* _DIRECTIONS FOR THIS TASK_
Transcribe each entry so that nothing differs from the original.

#####

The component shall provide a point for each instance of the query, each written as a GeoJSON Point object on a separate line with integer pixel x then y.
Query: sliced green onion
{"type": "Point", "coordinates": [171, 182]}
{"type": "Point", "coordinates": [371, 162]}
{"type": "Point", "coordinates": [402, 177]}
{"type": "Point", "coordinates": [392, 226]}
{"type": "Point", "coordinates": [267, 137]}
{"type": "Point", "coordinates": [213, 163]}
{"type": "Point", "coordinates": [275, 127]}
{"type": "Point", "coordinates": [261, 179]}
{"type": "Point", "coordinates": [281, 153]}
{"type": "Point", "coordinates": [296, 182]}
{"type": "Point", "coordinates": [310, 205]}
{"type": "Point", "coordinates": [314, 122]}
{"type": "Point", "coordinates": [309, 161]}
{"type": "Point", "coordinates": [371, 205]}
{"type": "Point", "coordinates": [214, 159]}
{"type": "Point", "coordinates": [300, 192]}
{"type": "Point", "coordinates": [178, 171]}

#####

* _EXERCISE RESPONSE_
The component shall provide a point for each instance of the query, each written as a GeoJSON Point object on a separate line with integer pixel x then y.
Query: sliced green onion
{"type": "Point", "coordinates": [171, 182]}
{"type": "Point", "coordinates": [371, 162]}
{"type": "Point", "coordinates": [402, 177]}
{"type": "Point", "coordinates": [392, 226]}
{"type": "Point", "coordinates": [267, 137]}
{"type": "Point", "coordinates": [213, 163]}
{"type": "Point", "coordinates": [275, 127]}
{"type": "Point", "coordinates": [261, 179]}
{"type": "Point", "coordinates": [281, 153]}
{"type": "Point", "coordinates": [296, 182]}
{"type": "Point", "coordinates": [310, 205]}
{"type": "Point", "coordinates": [314, 122]}
{"type": "Point", "coordinates": [309, 161]}
{"type": "Point", "coordinates": [371, 205]}
{"type": "Point", "coordinates": [214, 159]}
{"type": "Point", "coordinates": [300, 192]}
{"type": "Point", "coordinates": [178, 171]}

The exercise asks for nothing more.